*DOCUMENT EXTRACT*.
◆ ◆ ◆ ◆ ◆

Tom Friedman just left the stage at PopTech, having talked a bit about about his GeoGreens notion. Friedman frustrates me; his work in the 1980s and early 1990s on the Middle East was remarkable and insightful, but he's lost me with his recent work. His analysis of globalization feels mired in the 20th century -- an amazement about technology coupled with a fixation on top-down authority and very traditional social structures. With his observations and declarations about Iraq turning out to be fatally in error, he's turned to the need for greater sustainability and more renewable energy. And here's where the frustration really hits -- as much as I agree with most of his proposals, his ideas are hardly new (even if he acts like these are novel discoveries and insights), and they're far too timid.

The key problem with his approach is that Friedman's observations about the environment get swallowed up by the quite traditional, limited language of international politics. I'm completely convinced that global warming is already having serious political impacts, but Friedman doesn't tell us anything that anyone with open eyes couldn't have seen five years ago -- and he tells us in a way that (as much as he wants to say that he's trying to butch up the terminology) diminishes the importance of the environment. With an emphasis on the geo-strategic aspect of energy, he opens us up to scenarios in which the political problems are solved without much impact on the environmental problems -- and the potential for "solutions" that could even make environmental (and other) problems worse.

◆ ◆ ◆ ◆ ◆

*DATA LINES*.

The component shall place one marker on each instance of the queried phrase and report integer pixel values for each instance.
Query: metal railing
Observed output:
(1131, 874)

◆ ◆ ◆ ◆ ◆

*INSTRUCTIONS*.
a. In the commentary on Tom Friedman, which period of Friedman's work on the Middle East does the writer call remarkable and insightful?
b. Rewrite the passage of the commentary on Tom Friedman from "Tom Friedman just" up to and including "far too timid.", changing "renewable" to "clean".
c. State whether each statement agrees with the commentary on Tom Friedman. Answer yes or no, and quote the deciding words of the text. (i) The writer considers Friedman's proposals far too timid. (ii) The writer doubts that global warming is already having political impacts. (iii) The writer finds Friedman's analysis of globalization forward-looking.

*RESULTS IN ORDER*.
a. His work in the 1980s and early 1990s.

b.
Tom Friedman just left the stage at PopTech, having talked a bit about about his GeoGreens notion. Friedman frustrates me; his work in the 1980s and early 1990s on the Middle East was remarkable and insightful, but he's lost me with his recent work. His analysis of globalization feels mired in the 20th century -- an amazement about technology coupled with a fixation on top-down authority and very traditional social structures. With his observations and declarations about Iraq turning out to be fatally in error, he's turned to the need for greater sustainability and more clean energy. And here's where the frustration really hits -- as much as I agree with most of his proposals, his ideas are hardly new (even if he acts like these are novel discoveries and insights), and they're far too timid.

c.
(i) Yes: "and they're far too timid."
(ii) No: "I'm completely convinced that global warming is already having serious political impacts"
(iii) No: "His analysis of globalization feels mired in the 20th century"